SET TASK: Rewrite the entries from the line holding "the grey backdrop" through the last entry, inclusive, substituting "tan carpet floor" for "beige carpet floor" and leaving everything else as is.

DATASET CONTENT:
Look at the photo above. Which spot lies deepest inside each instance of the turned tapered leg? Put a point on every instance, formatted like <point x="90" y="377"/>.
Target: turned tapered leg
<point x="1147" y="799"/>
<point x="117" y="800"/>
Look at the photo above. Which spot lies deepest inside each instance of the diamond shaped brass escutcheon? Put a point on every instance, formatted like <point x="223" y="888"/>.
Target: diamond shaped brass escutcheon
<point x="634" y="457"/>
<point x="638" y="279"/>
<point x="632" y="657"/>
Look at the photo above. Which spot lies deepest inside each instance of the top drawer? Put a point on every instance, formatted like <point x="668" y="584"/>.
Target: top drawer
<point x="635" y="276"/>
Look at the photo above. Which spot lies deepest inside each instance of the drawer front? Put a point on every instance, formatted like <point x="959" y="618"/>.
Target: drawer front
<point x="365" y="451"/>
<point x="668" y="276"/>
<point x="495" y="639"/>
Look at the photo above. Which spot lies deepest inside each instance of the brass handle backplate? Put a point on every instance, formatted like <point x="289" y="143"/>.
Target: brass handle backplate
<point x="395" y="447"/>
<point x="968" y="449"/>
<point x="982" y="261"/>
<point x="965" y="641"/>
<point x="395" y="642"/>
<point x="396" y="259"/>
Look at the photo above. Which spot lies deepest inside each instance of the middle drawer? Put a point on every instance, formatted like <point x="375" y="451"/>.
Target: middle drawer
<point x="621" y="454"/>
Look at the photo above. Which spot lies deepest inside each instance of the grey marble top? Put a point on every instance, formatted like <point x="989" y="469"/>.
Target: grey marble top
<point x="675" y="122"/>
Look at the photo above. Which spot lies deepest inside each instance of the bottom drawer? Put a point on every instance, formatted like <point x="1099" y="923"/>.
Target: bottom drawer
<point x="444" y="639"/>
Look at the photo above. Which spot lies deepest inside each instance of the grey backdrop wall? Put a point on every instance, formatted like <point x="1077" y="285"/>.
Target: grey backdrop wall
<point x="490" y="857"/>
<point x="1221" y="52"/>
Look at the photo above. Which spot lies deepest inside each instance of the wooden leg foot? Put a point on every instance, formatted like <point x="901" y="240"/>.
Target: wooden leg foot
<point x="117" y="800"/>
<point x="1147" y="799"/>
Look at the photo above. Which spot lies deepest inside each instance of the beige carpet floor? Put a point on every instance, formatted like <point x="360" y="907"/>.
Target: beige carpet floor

CORRECT OUTPUT:
Look at the photo above. Which spot lies deepest inside each instance of the grey backdrop wall? Put a point on every instance, formatted like <point x="1077" y="285"/>.
Target: grey backdrop wall
<point x="490" y="857"/>
<point x="1221" y="52"/>
Look at the photo above. Which spot lies deepest inside each instance of the wooden leg foot? Put a point on every instance, formatted like <point x="901" y="240"/>.
Target: wooden leg foot
<point x="117" y="800"/>
<point x="1147" y="799"/>
Look at the photo above. Which spot lies deepest inside each instance of the tan carpet floor? Put a point on every instance, formatted like <point x="360" y="907"/>.
Target: tan carpet floor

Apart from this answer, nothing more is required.